-- Input data follows --

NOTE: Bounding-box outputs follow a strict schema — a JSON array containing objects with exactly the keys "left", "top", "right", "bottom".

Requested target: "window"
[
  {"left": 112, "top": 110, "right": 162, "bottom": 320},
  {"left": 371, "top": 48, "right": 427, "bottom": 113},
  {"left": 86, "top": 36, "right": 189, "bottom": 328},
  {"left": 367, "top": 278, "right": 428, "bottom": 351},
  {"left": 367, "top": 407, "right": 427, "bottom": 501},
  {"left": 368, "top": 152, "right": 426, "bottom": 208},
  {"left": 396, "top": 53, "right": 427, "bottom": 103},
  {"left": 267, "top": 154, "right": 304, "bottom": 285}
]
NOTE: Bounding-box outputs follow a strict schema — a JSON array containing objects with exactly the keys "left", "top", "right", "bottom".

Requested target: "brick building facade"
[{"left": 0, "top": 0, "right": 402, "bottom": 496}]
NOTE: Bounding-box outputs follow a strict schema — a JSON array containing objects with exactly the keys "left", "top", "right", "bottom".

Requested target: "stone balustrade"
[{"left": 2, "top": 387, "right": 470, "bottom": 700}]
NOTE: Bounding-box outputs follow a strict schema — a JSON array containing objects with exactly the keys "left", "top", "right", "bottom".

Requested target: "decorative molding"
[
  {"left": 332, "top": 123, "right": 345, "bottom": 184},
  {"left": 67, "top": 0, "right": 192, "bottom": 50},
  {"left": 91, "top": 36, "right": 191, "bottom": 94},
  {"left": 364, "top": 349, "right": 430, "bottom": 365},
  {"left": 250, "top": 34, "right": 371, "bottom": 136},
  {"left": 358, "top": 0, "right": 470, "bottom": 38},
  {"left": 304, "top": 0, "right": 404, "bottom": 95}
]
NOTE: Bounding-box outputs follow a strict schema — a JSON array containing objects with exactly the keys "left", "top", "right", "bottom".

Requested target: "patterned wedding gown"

-- Input data concluded --

### Problem requirements
Make sure every record is repeated exactly.

### Solution to this task
NOTE: Bounding-box outputs follow a strict schema — a JSON array containing objects with exactly the keys "left", "top", "right", "bottom".

Requested target: "window"
[
  {"left": 112, "top": 110, "right": 162, "bottom": 320},
  {"left": 371, "top": 48, "right": 427, "bottom": 113},
  {"left": 86, "top": 36, "right": 189, "bottom": 328},
  {"left": 367, "top": 278, "right": 428, "bottom": 351},
  {"left": 367, "top": 407, "right": 427, "bottom": 501},
  {"left": 368, "top": 152, "right": 426, "bottom": 208},
  {"left": 396, "top": 53, "right": 427, "bottom": 103},
  {"left": 267, "top": 154, "right": 304, "bottom": 285}
]
NOTE: Bounding-box outputs follow a strict schema — a JSON array containing objects with exactly the keys "left", "top", "right", "bottom".

Requested target: "brick building facade"
[{"left": 0, "top": 0, "right": 402, "bottom": 496}]
NOTE: Bounding-box outputs follow a strict schema — a JSON array containing objects with exactly the keys "left", "top", "right", "bottom".

Requested target: "stone balustrade"
[{"left": 2, "top": 387, "right": 470, "bottom": 700}]
NOTE: Bounding-box outputs follow a strict schema — a JSON array containing objects with exactly the keys "left", "top", "right", "bottom".

Requested target: "decorative molding"
[
  {"left": 332, "top": 123, "right": 345, "bottom": 184},
  {"left": 67, "top": 0, "right": 192, "bottom": 50},
  {"left": 91, "top": 36, "right": 191, "bottom": 94},
  {"left": 364, "top": 349, "right": 430, "bottom": 365},
  {"left": 250, "top": 34, "right": 371, "bottom": 136},
  {"left": 358, "top": 0, "right": 470, "bottom": 38},
  {"left": 304, "top": 0, "right": 404, "bottom": 95}
]
NOTE: Bounding-box outputs follow a strict schema — a JSON array containing objects with exactly the keys "left", "top", "right", "bottom".

Requested target: "patterned wedding gown"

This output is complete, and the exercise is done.